DATA LISTING Block Start

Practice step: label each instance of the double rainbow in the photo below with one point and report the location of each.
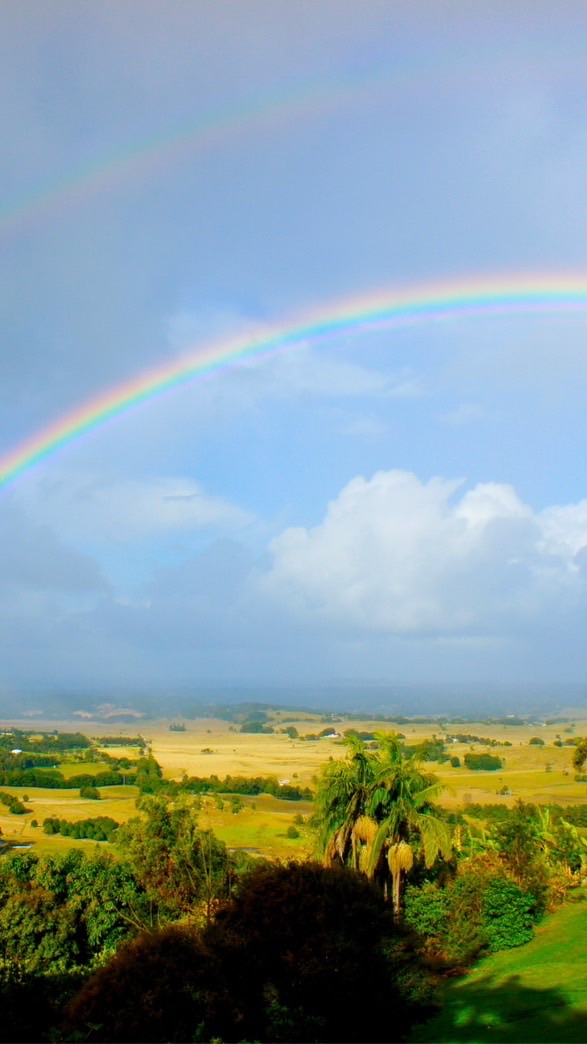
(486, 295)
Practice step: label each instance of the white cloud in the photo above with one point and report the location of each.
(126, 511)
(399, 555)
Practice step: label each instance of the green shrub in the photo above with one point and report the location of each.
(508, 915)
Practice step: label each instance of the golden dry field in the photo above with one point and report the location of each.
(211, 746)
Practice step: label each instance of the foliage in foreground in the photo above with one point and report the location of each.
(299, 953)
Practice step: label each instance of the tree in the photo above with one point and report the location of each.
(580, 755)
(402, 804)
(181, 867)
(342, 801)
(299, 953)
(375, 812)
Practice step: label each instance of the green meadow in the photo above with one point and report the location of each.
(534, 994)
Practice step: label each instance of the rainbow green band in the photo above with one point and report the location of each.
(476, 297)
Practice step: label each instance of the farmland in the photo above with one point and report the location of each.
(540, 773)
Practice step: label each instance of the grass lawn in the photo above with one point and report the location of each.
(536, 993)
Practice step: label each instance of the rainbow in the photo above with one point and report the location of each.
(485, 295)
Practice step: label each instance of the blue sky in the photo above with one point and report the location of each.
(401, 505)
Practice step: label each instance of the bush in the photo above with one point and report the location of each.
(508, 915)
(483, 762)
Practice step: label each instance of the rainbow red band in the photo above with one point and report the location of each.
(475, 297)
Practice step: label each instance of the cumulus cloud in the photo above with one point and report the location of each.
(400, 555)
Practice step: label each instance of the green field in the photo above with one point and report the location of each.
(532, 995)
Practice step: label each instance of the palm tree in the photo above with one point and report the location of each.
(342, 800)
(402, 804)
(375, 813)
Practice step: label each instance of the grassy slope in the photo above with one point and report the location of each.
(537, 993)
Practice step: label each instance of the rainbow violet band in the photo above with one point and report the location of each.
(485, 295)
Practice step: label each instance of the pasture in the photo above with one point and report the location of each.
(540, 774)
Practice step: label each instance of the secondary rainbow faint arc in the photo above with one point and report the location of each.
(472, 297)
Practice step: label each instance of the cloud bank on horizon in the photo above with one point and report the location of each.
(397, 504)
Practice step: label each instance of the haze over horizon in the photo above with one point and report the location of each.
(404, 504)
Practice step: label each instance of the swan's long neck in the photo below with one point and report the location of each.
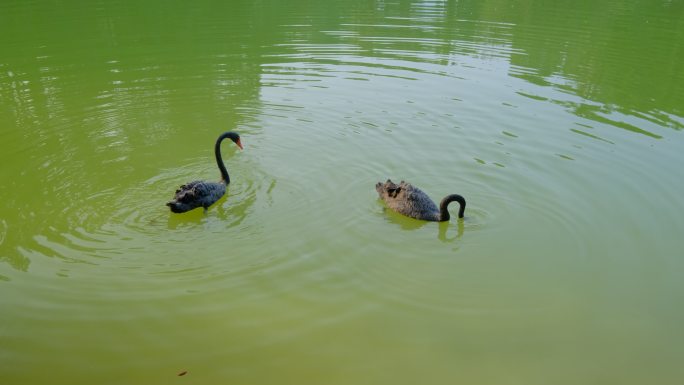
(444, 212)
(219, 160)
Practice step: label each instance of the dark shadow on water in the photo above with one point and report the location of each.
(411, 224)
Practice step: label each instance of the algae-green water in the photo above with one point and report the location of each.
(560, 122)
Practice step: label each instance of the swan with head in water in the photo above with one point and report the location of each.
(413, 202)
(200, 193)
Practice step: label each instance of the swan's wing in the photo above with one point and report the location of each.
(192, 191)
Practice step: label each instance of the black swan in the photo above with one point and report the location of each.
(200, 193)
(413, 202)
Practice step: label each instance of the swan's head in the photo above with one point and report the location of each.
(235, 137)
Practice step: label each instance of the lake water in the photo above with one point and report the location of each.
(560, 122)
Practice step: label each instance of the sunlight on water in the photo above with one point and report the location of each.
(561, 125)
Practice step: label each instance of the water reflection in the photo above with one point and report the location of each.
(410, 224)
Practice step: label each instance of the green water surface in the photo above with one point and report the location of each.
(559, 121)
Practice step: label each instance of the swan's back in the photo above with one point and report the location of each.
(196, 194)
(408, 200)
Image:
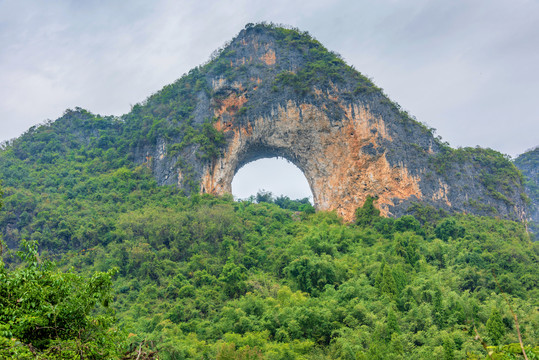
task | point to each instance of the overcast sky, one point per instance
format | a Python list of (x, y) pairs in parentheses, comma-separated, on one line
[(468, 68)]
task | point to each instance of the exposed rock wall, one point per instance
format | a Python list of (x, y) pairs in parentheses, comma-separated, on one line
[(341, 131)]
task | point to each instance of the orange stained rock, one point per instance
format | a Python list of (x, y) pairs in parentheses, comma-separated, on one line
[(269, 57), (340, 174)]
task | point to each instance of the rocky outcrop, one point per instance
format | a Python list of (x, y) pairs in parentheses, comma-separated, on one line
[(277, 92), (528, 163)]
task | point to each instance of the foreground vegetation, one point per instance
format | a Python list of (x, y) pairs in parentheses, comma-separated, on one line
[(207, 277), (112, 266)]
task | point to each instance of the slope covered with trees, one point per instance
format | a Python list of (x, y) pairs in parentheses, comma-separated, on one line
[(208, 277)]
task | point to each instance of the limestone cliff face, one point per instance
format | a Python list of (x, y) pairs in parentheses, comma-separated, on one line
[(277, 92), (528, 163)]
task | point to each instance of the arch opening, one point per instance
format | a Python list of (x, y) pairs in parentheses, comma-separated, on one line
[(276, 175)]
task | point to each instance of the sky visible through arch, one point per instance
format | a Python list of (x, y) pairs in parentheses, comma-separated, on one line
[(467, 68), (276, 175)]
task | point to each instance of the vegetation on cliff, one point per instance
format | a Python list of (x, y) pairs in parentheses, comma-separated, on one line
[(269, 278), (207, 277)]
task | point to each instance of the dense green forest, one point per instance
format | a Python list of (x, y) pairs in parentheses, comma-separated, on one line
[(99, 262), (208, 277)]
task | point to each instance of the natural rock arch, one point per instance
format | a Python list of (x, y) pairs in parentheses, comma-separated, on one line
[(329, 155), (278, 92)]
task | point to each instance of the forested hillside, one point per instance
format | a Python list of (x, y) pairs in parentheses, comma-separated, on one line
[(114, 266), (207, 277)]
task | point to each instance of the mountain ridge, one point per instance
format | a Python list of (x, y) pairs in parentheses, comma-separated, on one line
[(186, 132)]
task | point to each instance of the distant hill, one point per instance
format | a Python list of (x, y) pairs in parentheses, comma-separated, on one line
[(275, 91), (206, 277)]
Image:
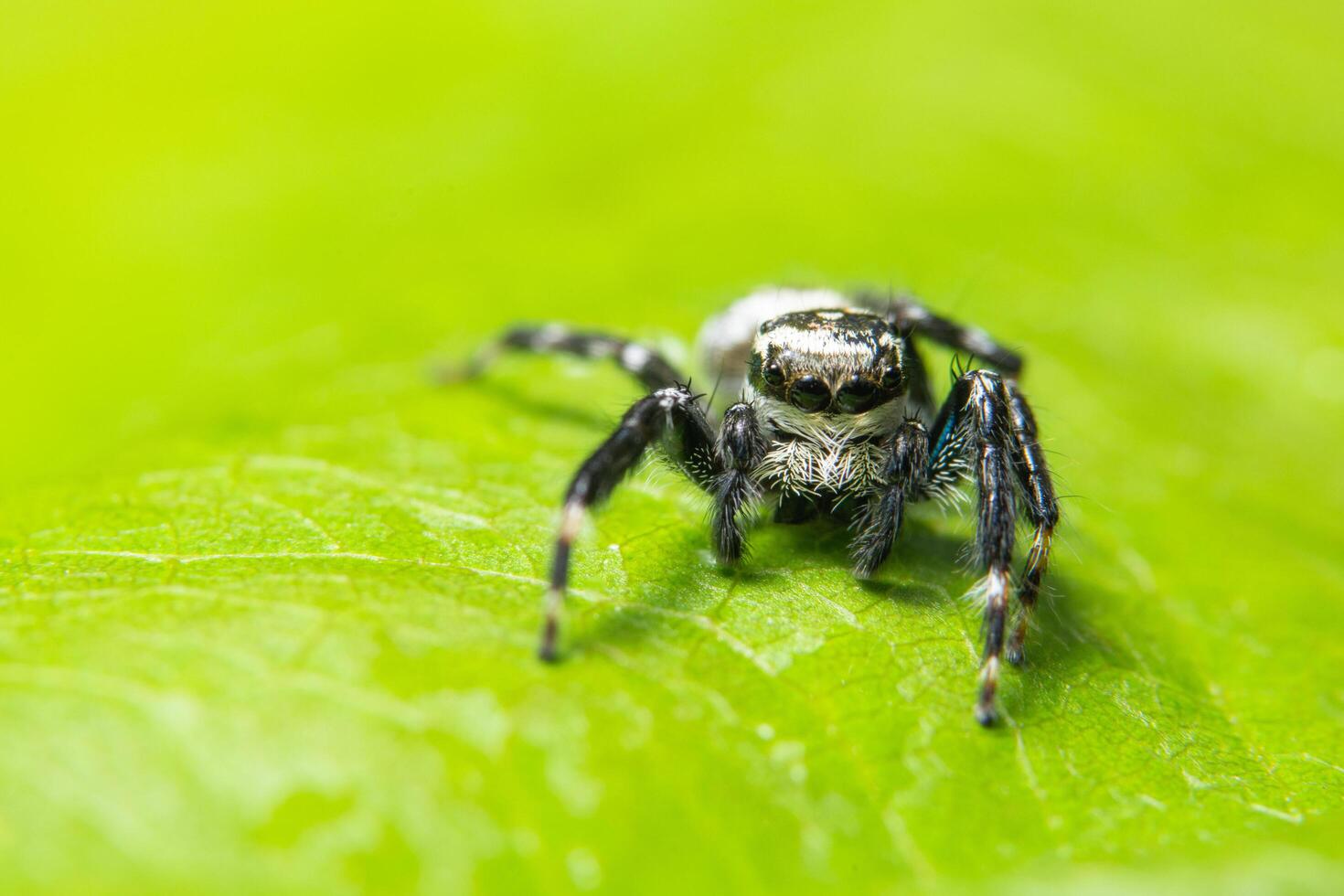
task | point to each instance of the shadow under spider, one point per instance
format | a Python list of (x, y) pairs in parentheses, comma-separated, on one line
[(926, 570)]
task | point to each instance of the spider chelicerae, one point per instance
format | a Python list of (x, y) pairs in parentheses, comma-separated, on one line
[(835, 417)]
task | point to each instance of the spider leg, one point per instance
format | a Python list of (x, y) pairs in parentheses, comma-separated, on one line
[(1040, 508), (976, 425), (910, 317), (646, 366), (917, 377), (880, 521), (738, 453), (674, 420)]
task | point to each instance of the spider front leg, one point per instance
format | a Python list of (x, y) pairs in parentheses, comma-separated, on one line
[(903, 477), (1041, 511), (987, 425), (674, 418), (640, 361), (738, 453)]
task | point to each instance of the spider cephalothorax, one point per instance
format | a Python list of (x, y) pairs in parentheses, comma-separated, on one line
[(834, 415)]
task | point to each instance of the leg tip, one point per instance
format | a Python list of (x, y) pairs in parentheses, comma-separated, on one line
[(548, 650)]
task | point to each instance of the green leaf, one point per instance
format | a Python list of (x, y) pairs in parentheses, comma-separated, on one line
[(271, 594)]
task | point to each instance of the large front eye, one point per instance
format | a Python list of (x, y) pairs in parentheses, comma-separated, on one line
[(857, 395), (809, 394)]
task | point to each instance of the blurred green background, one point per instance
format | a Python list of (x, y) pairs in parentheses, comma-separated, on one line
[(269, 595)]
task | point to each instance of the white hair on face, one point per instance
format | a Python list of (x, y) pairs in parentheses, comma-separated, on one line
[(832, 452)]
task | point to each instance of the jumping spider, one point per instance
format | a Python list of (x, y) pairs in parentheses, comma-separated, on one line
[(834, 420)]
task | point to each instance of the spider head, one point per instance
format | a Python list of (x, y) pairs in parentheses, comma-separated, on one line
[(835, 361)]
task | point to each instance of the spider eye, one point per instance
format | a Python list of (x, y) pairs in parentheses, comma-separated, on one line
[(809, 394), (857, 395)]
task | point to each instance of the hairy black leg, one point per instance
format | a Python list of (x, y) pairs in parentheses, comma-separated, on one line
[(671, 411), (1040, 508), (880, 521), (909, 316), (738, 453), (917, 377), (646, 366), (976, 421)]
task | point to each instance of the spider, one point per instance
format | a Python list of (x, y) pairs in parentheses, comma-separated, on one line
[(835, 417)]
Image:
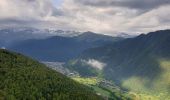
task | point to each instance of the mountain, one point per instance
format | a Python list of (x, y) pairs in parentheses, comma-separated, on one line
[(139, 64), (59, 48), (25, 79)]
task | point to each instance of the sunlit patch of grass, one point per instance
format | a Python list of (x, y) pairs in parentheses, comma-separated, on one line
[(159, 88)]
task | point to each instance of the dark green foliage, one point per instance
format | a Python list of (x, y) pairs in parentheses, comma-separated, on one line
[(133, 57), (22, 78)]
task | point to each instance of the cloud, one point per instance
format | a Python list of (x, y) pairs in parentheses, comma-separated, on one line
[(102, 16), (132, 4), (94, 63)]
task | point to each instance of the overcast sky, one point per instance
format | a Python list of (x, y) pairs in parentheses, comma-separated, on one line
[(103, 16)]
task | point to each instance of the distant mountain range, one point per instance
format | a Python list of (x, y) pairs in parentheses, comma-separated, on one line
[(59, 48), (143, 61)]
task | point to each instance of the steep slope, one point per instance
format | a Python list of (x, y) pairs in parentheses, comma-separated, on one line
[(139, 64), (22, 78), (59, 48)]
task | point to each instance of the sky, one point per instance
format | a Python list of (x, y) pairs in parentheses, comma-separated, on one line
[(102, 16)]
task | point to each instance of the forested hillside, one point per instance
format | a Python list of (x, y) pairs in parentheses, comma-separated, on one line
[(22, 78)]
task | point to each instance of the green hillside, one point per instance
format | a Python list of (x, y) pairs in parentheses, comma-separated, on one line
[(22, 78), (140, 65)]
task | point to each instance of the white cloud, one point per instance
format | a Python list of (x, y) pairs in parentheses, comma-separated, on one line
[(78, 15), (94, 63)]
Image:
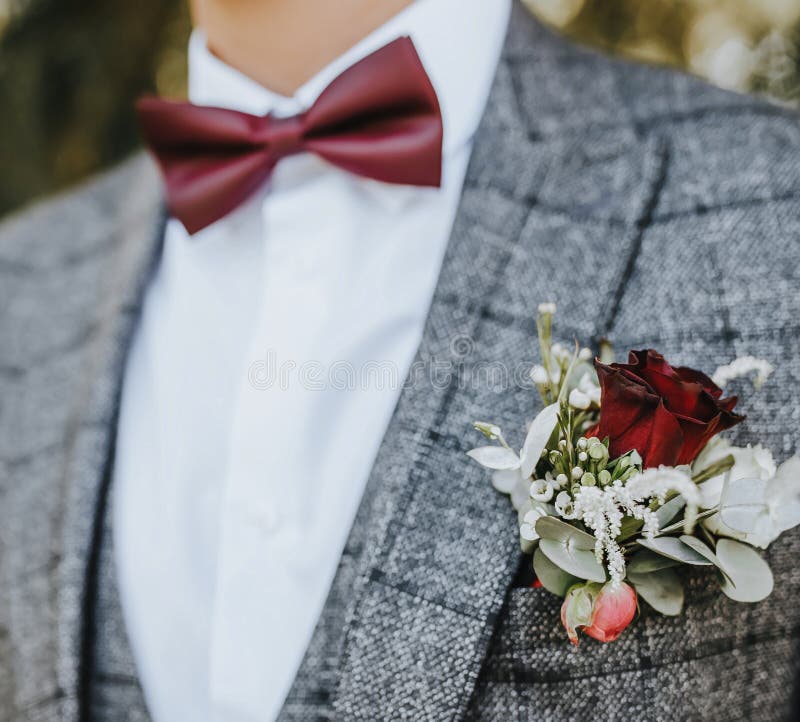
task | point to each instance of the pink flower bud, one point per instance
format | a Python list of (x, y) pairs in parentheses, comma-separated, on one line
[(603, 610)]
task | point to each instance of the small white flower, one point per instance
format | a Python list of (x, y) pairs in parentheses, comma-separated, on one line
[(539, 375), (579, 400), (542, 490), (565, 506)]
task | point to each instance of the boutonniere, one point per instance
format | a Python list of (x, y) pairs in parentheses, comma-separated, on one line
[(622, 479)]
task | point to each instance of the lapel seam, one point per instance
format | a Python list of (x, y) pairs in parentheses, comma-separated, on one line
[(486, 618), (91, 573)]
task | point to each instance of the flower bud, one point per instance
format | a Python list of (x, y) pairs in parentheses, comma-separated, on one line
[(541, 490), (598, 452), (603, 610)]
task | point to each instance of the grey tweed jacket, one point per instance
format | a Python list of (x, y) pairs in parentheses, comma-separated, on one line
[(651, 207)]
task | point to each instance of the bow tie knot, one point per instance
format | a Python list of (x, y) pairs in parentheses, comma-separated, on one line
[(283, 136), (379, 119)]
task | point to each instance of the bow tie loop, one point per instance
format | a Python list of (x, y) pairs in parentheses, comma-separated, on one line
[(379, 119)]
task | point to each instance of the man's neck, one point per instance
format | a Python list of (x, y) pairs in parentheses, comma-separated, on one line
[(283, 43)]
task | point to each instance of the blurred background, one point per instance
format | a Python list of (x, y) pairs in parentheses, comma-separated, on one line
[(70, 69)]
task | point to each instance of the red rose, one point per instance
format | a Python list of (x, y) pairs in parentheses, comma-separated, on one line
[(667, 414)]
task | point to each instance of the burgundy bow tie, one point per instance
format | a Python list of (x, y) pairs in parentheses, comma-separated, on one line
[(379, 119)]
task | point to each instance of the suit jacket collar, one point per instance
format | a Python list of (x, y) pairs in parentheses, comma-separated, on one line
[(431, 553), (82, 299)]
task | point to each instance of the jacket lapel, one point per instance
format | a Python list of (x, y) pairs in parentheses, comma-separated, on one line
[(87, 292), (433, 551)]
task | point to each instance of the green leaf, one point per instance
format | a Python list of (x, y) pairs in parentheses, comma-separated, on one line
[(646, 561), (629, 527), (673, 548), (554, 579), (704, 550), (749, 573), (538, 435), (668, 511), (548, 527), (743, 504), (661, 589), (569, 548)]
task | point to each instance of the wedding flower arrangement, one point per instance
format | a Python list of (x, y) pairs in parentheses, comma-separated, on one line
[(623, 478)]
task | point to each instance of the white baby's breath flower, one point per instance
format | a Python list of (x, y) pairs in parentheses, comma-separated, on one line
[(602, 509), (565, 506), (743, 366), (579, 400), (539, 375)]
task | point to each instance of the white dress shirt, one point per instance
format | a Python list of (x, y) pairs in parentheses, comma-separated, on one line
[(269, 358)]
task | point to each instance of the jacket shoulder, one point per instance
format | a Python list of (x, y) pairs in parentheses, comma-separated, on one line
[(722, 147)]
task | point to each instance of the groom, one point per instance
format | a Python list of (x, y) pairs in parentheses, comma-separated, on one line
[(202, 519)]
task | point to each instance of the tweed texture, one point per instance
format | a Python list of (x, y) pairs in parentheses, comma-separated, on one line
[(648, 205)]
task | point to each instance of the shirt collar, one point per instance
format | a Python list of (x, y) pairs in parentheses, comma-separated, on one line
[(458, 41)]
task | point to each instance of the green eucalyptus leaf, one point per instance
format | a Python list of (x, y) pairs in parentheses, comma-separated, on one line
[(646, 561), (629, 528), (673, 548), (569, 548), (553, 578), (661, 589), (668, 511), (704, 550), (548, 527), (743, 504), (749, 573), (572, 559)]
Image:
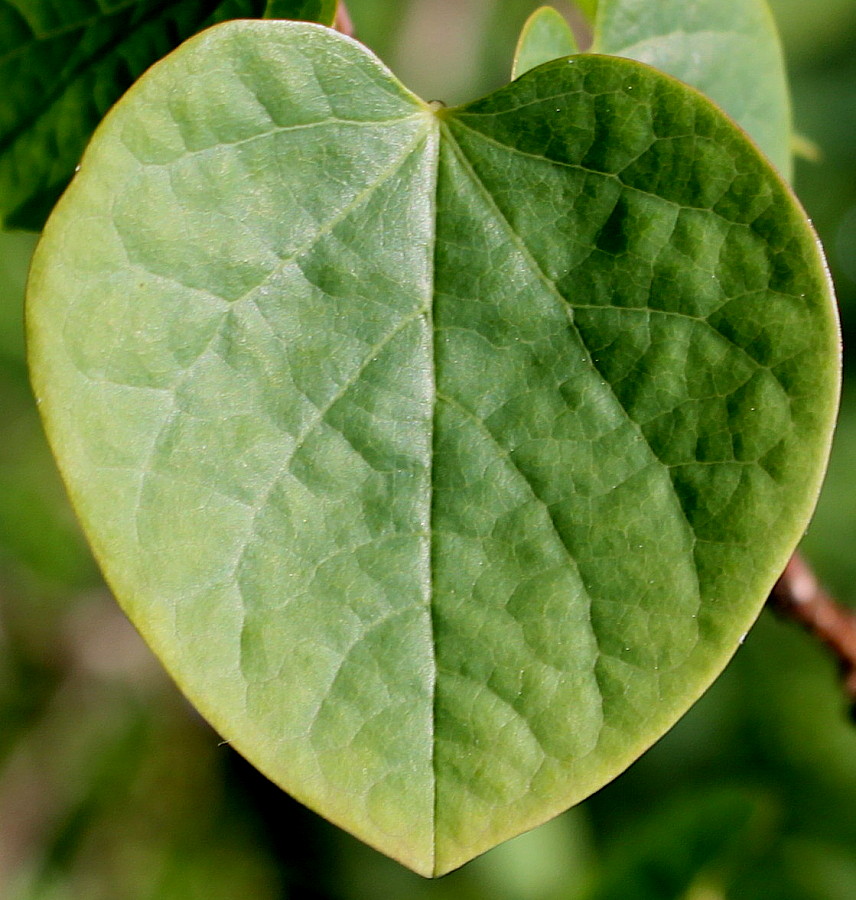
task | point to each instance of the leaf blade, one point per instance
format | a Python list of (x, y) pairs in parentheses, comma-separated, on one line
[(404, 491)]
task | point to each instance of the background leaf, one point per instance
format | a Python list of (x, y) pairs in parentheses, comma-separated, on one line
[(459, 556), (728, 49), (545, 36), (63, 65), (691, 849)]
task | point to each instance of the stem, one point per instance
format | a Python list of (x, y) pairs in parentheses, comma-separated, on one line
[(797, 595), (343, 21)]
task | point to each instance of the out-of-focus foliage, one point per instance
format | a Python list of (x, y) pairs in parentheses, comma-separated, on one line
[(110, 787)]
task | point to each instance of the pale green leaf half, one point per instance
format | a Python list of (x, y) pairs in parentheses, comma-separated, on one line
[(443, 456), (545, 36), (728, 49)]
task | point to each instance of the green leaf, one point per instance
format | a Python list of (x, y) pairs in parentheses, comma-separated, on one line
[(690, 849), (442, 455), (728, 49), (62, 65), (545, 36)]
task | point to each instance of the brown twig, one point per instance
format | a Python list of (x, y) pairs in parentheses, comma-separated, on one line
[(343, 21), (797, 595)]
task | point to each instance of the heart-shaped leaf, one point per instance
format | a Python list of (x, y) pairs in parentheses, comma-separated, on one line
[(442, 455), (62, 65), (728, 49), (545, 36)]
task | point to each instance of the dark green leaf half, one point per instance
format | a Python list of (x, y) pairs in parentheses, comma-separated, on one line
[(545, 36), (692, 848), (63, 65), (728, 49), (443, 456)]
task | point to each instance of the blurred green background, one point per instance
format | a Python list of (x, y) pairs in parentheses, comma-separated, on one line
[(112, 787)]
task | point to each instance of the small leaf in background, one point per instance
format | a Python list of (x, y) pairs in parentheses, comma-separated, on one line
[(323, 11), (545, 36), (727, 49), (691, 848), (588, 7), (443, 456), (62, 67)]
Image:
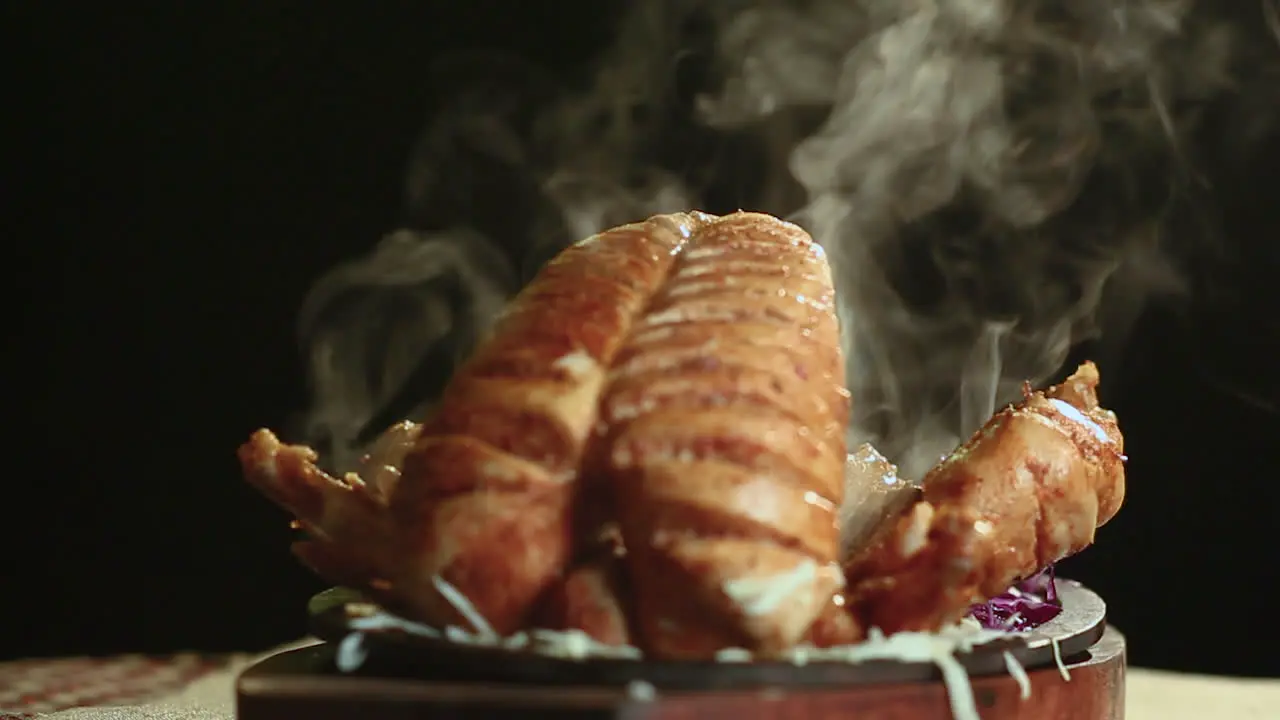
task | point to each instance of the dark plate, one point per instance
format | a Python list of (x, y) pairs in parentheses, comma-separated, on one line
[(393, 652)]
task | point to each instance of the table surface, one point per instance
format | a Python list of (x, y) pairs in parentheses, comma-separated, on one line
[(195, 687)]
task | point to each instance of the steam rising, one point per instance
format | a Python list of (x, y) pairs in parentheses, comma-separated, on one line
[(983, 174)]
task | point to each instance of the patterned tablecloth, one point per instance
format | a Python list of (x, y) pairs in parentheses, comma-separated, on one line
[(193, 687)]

DATA LISTING Block End

-- WORK TASK --
Find the word "lapel" in the entries. Copy each line that holds it.

-- ANSWER BOX --
task | point to each instance of the lapel seam, one point per instance
task | point to each instance of the jacket lapel, one point per instance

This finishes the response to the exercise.